[DOCUMENT EXTRACT]
--- start ---
Here is a suggestion with a small twist: Griffin’s occupation is a janitor at a bank. He is one of those non-descript people that white collar people do look in the eye or know their names that work during the quite hours of the night cleaning offices, but at the same time have access to every room, every desk, every computer… (I know there is a bit of Good Will Hunting in being a janitor, but still).

Griffin has taken the job because it allows him to roam around the offices in peace. Long ago he has learnt username and passwords of many people (no hacker skill required, just look at the post-it note under the mouse pad) and can surf the web in peace.

One evening he is walking past the server room he does not get to access usually, when the guy on duty in the room spills his coffee. Seeing a janitor outside, he waves Griffin in to clean while he goes to the rest room to clean himself up.

Once in the room, Griffin cannot resist the temptation and starts tapping away at the consol, the UI still open. Now he has un-restricted access to the whole system.

Just as he is discovering just how invigorating and sweet is it to once again have his hands on a major system, he hears the on-duty guy returning, and has to hurry away.

But he stumbles on some cords on the floor, trips and falls down on the floor. His mobile phone goes flying from his breast pocket and slides under a server rack.
--- end ---
[INFORMATION PROVIDED]
--- start ---
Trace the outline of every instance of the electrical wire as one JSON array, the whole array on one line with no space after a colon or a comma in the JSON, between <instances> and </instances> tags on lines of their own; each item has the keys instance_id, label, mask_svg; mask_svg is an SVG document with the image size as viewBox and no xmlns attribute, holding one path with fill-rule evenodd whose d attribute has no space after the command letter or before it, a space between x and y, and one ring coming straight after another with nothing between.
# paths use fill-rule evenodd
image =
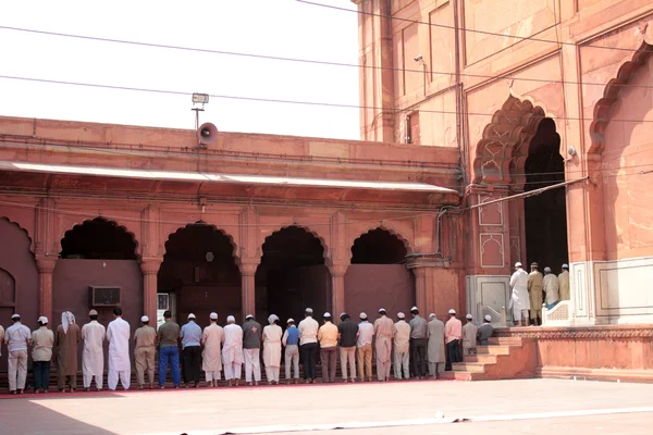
--- end ---
[YOUR GOAL] In the story suggestion about Griffin, where does his mobile phone end up after he trips on the cords? You won't need the listing.

[EXERCISE ANSWER] Under a server rack.